=== Written request ===
Rewrite the material below so that every "component" becomes "service", keeping everything else unchanged. Leave the pictures out of your answer.

=== Material ===

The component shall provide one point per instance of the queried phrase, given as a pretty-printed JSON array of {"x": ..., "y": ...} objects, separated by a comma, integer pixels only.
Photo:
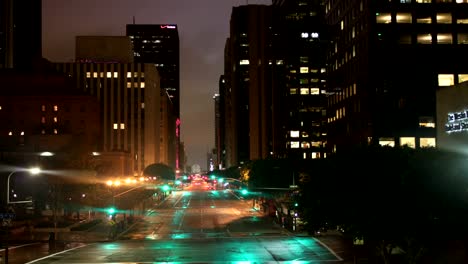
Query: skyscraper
[
  {"x": 386, "y": 63},
  {"x": 159, "y": 45},
  {"x": 20, "y": 33}
]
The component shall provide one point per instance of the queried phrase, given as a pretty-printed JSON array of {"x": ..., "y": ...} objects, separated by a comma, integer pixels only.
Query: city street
[{"x": 192, "y": 226}]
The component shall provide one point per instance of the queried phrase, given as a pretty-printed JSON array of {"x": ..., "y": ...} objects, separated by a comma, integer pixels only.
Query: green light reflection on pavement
[{"x": 180, "y": 236}]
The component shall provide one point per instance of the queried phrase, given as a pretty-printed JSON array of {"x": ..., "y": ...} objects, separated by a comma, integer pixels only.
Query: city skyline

=== Complete answer ===
The service shall provide one point per instance of the queried phrase, given as a pretty-printed JSON array of {"x": ..., "y": ...} objects, separated by a comma, integer pixels only.
Photo:
Query: skyscraper
[
  {"x": 386, "y": 63},
  {"x": 159, "y": 45},
  {"x": 20, "y": 33}
]
The service shall provide one point per instance of the queried phrase, given as a pretty-printed JSON array of {"x": ..., "y": ...} objects, separated by a comma, integer pixels only.
Query: city street
[{"x": 192, "y": 226}]
The service shall provide one point per instance of the queried phrase, given as a pretty-printed JSON array of {"x": ..., "y": ...} objects, separated by a comma, integer pixels only.
Query: green light reflection on pavement
[{"x": 180, "y": 236}]
The service shall provide one point per instance of the queried phrase, given as a pretty-printed JSON array of {"x": ..., "y": ...} objects, separated by a comma, integer pixels only.
Query: city skyline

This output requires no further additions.